Extend the article on tiger safaris in India after the Covid pandemic, picking up right after its last sentence.

(Text for analysis)

Tiger safari in India in 2023 post covid pandemic
India experienced the second wave of Covid 19 in the month of April and May. A serious lockdown was imposed for 4 weeks, and the transmission of the virus was interrupted to a considerable extent. The positive aspect was that almost 70% of our population developed antibodies. The question that arose after this wave was on the future of tiger safari in India due to the Covid pandemic.
The medical fraternity is still coming to terms with the various variants of the virus, and the efficacy of the vaccines on them. However, one thing for sure is that the vaccine does reduce the hospitalizations and the symptoms become mild if one gets the virus still.
The average daily inoculations in India is about 4-5 million doses. By the end of 2021, India plans to vaccinate about 70% of the population (almost 1 billion). It is a huge task, but it seems doable with the availability of multiple vaccines now.
With declining cases, some countries have eased the travel advisory to India with no isolation required upon returning home. There is also talk in the Government to restart the scheduled International flights to many countries soon. This augurs well for the future of tiger safari in India due to the Covid Pandemic.
Humans are born travelers. They cannot be restricted to one city, one country, or continent for long. These exceptional times have been met by resilience by the human race and it is now a matter of time before travel and tiger safaris in India open once again to the world.
Update on some good news about Indian Wildlife:
- The Government of India has added the 52nd tiger reserve, which means more habitat for the wild tigers. Isn’t it incredible that in a country of 1.35 billion people where growth, development, highways, and industries are the buzzwords, India still finds space for its wildlife. This latest reserve is called the Ramgarh Tiger Reserve in the state of Rajasthan, which now has four tiger reserves.
- A project to reintroduce the Asiatic Cheetah in India has begun. Almost after seven decades, since the Cheetah went extinct in India, they are now being brought to the Kuno Palpur Reserve in the state of Madhya Pradesh. There is a lot of herbivore population, water, and grasslands in the sanctuary thus making it an ideal habitat for the Cheetah. We are expecting 8 Cheetahs to come to India in November. The success of this project will make India home to many big cats, with tigers, lions, leopards, snow leopards, and cheetahs, apart from several small and exotic cats.

(End Text for analysis)
(Dataset extract)

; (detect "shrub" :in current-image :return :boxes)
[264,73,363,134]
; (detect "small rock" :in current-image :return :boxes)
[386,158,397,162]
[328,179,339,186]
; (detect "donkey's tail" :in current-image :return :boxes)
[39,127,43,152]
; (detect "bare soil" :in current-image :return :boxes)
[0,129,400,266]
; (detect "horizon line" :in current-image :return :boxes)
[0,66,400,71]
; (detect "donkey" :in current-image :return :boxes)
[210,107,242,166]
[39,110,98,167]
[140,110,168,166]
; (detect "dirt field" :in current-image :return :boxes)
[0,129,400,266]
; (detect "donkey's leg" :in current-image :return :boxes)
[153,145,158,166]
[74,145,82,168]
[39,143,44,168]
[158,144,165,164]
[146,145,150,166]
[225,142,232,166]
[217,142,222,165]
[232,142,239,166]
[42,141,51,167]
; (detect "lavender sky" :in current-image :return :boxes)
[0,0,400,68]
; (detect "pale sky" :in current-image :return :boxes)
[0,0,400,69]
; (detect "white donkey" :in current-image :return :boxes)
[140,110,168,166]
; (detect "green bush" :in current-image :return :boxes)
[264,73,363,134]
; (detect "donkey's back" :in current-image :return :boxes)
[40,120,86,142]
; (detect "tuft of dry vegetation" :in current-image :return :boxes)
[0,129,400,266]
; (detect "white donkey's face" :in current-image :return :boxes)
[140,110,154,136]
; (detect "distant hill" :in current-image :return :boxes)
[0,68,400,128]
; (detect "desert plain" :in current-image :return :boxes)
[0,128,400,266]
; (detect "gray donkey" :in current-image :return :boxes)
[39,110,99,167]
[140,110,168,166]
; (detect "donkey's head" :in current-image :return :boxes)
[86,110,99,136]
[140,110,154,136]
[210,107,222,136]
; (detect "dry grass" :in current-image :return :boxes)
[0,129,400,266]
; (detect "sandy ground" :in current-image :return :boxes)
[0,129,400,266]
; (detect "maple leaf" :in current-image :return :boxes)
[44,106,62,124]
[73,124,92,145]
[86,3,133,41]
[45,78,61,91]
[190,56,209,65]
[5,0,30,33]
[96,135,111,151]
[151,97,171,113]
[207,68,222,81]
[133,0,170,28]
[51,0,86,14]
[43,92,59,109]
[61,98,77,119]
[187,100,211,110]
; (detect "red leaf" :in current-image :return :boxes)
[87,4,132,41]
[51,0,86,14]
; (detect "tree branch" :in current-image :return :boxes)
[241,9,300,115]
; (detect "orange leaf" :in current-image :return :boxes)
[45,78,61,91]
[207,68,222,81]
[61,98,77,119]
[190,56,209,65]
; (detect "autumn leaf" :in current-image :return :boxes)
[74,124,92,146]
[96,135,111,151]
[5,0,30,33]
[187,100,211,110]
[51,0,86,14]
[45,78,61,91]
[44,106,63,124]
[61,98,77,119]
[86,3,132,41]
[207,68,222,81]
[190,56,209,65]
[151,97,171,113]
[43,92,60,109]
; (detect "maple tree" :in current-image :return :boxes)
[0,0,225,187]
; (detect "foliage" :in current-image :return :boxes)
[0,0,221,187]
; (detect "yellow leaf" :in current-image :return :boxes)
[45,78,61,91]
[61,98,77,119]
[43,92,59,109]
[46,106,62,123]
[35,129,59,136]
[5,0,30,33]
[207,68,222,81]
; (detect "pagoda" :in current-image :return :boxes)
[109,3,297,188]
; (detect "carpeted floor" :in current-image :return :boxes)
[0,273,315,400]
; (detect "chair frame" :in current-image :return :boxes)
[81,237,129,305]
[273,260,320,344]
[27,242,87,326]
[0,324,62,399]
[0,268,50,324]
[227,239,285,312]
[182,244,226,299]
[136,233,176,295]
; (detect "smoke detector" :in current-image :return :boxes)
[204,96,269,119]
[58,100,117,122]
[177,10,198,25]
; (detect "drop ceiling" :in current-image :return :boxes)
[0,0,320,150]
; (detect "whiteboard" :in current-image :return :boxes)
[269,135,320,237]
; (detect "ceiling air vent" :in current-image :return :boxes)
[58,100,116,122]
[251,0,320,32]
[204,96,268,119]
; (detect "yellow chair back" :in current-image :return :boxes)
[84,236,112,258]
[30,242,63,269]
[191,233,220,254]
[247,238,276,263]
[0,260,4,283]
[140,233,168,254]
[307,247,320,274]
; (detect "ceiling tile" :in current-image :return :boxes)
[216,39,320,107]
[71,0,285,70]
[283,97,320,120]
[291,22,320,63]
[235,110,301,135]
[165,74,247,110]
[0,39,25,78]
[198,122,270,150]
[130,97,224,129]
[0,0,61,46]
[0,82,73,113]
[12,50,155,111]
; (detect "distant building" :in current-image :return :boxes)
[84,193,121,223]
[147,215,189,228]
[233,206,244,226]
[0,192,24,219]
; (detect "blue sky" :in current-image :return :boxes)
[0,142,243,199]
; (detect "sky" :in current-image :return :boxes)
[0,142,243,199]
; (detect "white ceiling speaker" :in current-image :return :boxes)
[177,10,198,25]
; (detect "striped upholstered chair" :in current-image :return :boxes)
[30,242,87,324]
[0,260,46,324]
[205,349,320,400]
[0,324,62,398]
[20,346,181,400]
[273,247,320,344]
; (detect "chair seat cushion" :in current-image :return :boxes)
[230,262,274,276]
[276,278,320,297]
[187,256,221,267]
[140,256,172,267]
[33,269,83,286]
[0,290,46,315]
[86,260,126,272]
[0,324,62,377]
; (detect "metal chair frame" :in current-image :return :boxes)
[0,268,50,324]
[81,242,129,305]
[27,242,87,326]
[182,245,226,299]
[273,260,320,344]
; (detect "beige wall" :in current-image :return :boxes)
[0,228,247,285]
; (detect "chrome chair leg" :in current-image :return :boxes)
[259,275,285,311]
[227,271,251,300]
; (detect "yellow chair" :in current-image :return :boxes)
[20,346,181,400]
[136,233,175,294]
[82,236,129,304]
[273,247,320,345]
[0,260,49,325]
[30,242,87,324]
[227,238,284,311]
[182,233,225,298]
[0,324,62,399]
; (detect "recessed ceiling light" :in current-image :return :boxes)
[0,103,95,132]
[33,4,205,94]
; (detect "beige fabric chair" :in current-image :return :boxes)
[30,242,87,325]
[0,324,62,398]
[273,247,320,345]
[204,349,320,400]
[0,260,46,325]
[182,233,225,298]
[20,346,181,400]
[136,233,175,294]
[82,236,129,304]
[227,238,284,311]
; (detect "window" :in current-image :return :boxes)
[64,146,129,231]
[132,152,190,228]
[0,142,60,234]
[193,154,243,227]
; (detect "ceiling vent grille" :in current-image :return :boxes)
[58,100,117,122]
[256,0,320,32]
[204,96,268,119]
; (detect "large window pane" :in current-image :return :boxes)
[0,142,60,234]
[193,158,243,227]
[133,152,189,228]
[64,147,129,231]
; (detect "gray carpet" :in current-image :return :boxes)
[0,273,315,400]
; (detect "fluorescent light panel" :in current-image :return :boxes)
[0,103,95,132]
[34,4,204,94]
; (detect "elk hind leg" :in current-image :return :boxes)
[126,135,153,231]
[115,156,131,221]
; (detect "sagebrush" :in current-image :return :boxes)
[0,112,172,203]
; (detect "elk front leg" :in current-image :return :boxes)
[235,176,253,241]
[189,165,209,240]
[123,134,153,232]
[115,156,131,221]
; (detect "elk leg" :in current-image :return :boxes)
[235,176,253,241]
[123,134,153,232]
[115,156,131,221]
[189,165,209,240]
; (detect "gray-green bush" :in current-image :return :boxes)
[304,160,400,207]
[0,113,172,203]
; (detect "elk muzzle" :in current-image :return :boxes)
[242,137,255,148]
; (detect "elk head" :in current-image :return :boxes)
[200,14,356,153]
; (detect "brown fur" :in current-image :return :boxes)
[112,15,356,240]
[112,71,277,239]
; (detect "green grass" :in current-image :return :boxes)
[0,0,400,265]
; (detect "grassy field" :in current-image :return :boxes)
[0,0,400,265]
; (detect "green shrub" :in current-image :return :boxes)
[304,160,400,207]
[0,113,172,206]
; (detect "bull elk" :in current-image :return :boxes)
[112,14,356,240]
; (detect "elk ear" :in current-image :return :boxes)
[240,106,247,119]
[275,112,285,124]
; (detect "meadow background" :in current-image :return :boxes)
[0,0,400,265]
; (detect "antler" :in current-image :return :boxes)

(End Dataset extract)

**Written response:**
- Some states have decided to keep the national parks open even during monsoon times. This is a welcome decision as it increases revenue for the local community apart from patrolling the national park by the tourist vehicles. Tigers have not disappointed the Indian tourists who are enjoying the safaris during the monsoon. The tiger sightings have been excellent in these parks in the monsoon months. What tourists also get to see during these months is the pristine beauty of the national parks when they are lush green, and teeming with activity.
- The Leopard population has jumped from 7910 in 2014 to 12852 as per July 2021. This is an incredible hike in the numbers. It definitely goes to show the conservation measures taken by the Government, and improved census techniques. This comes after a surge in the population of tigers and lions after the 2018 census.
- The Government is planning to add more forest areas and look to increase the tiger population to 4000 in the next 10 years. Today India is home to close to 3000 tigers. Each tiger required close to 10000 hectares of land for survival. This augurs well for the future of tiger safaris in India.
Like everyone, we sincerely wish to see the back of this pandemic at the earliest and for life to return to normal and travel to begin. Please stay safe in the meanwhile. We hope to see you on the tiger safaris in India once things normalize post-pandemic.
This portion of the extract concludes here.